(Extracted records)
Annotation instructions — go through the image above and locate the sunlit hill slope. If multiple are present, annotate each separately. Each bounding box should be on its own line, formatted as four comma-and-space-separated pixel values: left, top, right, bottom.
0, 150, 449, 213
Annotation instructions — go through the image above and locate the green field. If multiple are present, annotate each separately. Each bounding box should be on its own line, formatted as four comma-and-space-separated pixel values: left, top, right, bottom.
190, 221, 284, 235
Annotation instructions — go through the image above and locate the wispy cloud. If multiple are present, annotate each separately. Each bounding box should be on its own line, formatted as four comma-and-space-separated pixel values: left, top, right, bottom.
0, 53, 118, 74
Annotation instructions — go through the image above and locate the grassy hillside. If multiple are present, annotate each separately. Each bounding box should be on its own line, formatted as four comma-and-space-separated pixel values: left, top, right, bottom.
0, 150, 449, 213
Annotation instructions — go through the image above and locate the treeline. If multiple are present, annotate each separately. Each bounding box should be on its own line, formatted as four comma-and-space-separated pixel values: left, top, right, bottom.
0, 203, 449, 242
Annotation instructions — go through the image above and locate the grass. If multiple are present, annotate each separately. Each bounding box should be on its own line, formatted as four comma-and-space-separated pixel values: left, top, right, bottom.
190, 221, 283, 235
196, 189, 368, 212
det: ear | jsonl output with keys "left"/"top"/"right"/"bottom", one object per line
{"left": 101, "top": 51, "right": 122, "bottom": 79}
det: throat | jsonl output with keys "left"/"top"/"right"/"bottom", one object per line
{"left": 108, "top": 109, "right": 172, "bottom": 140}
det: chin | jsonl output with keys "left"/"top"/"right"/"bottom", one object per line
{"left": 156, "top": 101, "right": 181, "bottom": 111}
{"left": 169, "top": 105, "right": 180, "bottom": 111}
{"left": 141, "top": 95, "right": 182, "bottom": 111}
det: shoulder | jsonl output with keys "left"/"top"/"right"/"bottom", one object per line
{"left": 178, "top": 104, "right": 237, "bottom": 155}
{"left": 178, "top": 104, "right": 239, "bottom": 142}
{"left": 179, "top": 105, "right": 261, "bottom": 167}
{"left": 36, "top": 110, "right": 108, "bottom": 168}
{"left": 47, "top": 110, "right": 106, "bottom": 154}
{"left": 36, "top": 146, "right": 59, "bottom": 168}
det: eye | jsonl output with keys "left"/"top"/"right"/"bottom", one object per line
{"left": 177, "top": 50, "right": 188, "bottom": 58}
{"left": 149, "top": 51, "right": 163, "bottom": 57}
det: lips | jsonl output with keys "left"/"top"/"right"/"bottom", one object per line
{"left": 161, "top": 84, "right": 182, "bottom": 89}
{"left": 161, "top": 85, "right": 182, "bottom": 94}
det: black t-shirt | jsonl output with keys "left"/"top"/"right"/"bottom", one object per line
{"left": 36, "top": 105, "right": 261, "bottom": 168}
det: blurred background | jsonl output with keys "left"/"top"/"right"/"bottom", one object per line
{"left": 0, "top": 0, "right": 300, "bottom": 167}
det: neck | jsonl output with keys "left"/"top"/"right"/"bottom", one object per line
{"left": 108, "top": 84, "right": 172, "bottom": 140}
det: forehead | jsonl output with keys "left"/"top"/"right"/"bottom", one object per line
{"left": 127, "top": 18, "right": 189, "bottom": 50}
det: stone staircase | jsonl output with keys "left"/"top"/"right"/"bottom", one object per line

## PROBLEM DESCRIPTION
Word for word, transcribe each of the entries above.

## YOUR RESPONSE
Annotation instructions — go through the image above and locate the sunlit hill slope. If multiple are present, annotate each separately. Each bounding box should be on its own line, formatted as four comma-and-space-separated pixel values: left, top, right, bottom.
0, 150, 449, 213
Annotation instructions — go through the image above and locate the green field. If multiple are present, annotate each separately. Each bounding box should be on its own line, formatted as four comma-and-space-separated pixel values: left, top, right, bottom.
190, 221, 284, 235
Annotation instructions — go through the image above and locate the wispy cloud. If multiple are present, annotate each separately. Each bounding box should be on its own line, formatted as four comma-and-space-separated pixel values: left, top, right, bottom.
0, 53, 118, 74
Annotation instructions — go through the image above and locate the grassy hillside. If multiple are present, annotate each separately. Each bounding box should be on its own line, formatted as four comma-and-space-separated pixel values: left, top, right, bottom.
0, 150, 449, 213
Annotation instructions — go through the image above and locate the treeline. If multiple are present, annotate each separately. Each bounding box should be on its own line, formatted as four comma-and-space-separated pixel values: left, top, right, bottom.
0, 203, 449, 242
Annotation instructions — go through the image above and locate the grass. If multiple are present, annotate each separately. Each bounding box should be on its own line, formatted as four comma-and-space-separated pixel values: left, top, right, bottom.
190, 221, 283, 235
196, 189, 368, 212
det: ear | jsonl output with keys "left"/"top"/"right"/"bottom", one object per line
{"left": 101, "top": 51, "right": 122, "bottom": 79}
det: throat | jsonl output with keys "left"/"top"/"right"/"bottom", one object per line
{"left": 108, "top": 109, "right": 172, "bottom": 140}
det: chin | jsonl output with keys "left"/"top"/"right"/"bottom", one object per line
{"left": 156, "top": 101, "right": 181, "bottom": 111}
{"left": 169, "top": 105, "right": 180, "bottom": 111}
{"left": 141, "top": 95, "right": 182, "bottom": 111}
det: shoulder | jsonl output with keys "left"/"top"/"right"/"bottom", one object per line
{"left": 178, "top": 104, "right": 237, "bottom": 155}
{"left": 178, "top": 104, "right": 239, "bottom": 142}
{"left": 179, "top": 105, "right": 261, "bottom": 167}
{"left": 36, "top": 110, "right": 108, "bottom": 168}
{"left": 47, "top": 110, "right": 106, "bottom": 154}
{"left": 36, "top": 146, "right": 59, "bottom": 168}
det: eye | jsonl output with keys "left"/"top"/"right"/"bottom", one object per line
{"left": 177, "top": 50, "right": 188, "bottom": 58}
{"left": 149, "top": 51, "right": 163, "bottom": 57}
det: lips | jsonl output with keys "left"/"top"/"right"/"bottom", one object per line
{"left": 161, "top": 84, "right": 182, "bottom": 89}
{"left": 161, "top": 85, "right": 182, "bottom": 94}
det: black t-shirt | jsonl output with keys "left"/"top"/"right"/"bottom", one object per line
{"left": 36, "top": 105, "right": 261, "bottom": 168}
det: blurred background | jsonl output with keys "left"/"top"/"right"/"bottom", one object per line
{"left": 0, "top": 0, "right": 300, "bottom": 167}
det: neck | jsonl output with keys "left"/"top"/"right"/"bottom", one object per line
{"left": 108, "top": 84, "right": 172, "bottom": 140}
det: forehead | jsonl output with keys "left"/"top"/"right"/"bottom", one object per line
{"left": 127, "top": 18, "right": 189, "bottom": 50}
det: stone staircase | jsonl output with keys "left"/"top"/"right"/"bottom", one object per line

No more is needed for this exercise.